-- BEGIN Data extract --

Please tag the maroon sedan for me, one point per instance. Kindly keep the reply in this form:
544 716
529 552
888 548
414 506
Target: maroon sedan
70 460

-- END Data extract --

__Required work__. Output the lines of the data above exactly as they appear.

__Result__.
Please tag the maroon sedan for me, one point per instance. Kindly keep the reply in this form:
544 716
529 552
888 548
414 506
Target: maroon sedan
70 460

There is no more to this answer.